Point labeling dataset excerpts

--- Start ---

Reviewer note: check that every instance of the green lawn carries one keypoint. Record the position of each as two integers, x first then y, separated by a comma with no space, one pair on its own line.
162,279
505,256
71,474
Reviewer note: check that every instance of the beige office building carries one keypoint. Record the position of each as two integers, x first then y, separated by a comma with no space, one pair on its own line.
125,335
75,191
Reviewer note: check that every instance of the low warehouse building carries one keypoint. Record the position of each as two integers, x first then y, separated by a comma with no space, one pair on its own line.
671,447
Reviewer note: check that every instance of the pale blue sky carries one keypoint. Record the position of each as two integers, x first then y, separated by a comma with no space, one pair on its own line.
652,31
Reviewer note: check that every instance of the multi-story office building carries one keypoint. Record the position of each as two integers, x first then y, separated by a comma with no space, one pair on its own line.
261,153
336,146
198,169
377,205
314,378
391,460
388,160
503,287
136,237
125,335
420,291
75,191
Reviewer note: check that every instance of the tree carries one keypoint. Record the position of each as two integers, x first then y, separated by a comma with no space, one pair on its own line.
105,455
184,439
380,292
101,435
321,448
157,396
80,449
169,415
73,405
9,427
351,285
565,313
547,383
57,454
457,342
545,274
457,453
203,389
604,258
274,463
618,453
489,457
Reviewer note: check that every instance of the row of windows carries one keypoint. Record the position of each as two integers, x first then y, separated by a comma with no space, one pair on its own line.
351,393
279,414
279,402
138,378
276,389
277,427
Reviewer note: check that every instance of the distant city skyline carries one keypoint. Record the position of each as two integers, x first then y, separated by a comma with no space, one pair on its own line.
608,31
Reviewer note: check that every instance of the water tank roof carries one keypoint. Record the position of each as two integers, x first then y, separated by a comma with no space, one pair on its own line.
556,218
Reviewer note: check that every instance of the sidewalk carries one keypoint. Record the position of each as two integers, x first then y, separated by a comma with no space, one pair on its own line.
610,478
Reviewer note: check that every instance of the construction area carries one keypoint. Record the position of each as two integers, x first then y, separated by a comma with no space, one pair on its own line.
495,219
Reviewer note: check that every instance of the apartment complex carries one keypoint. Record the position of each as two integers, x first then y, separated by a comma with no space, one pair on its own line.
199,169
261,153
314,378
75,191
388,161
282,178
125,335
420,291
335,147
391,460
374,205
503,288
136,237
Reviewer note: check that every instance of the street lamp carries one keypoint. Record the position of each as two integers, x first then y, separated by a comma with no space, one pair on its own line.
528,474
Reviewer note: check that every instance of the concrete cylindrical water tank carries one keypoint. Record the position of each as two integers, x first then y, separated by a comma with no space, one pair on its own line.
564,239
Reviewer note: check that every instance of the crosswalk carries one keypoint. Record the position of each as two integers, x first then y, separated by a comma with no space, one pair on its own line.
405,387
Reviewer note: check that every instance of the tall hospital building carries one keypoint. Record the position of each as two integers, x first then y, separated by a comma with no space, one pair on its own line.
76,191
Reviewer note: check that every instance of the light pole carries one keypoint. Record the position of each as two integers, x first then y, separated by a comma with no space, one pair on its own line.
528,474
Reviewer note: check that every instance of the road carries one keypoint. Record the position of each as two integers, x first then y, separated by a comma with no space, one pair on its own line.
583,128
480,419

--- End ---

• _Problem_: Extract, exactly, the lines above that begin at the line containing "Reviewer note: check that every instance of the apartment" and end at the final line of the records; add no other text.

• _Task answer_:
Reviewer note: check that every instance of the apartment complex carries one keypoint. Record the position of each as two integers, x first then y, separated by a comma with no space, one pair on its own line.
199,169
261,153
314,378
75,191
388,161
282,178
125,335
420,291
335,147
391,460
374,205
503,288
136,237
Reviewer note: check that every instance of the street lamp carries one keypoint. Record the position of each as two integers, x first then y, separated by a comma with no space, one pair on its own line.
528,474
Reviewer note: check that every instance of the concrete cylindrical water tank carries one keypoint. Record the position of each as two integers, x first then y, separated by a comma with no space, one pair on its own line.
564,239
Reviewer note: check that every instance of the crosswalk carries one keypoint. Record the position of each as two integers, x first then y, separated by a comma with no space, one pair on its own line.
405,387
Reviewer note: check that every instance of the tall hospital building carries one keypoint. Record the position of each as two integers, x first then y, separated by a comma with no space, one pair on its own line.
76,191
Reviewer note: check that every instance of the light pole carries one keypoint. Record the position of each as two integers, x first then y, separated by a comma with no space, one pair on its own line.
528,474
Reviewer note: check that every instance of the road carries one keypoint. Record the position of each as two integers, x first then y, separated by a comma with no space, one pair on its own line.
583,128
480,419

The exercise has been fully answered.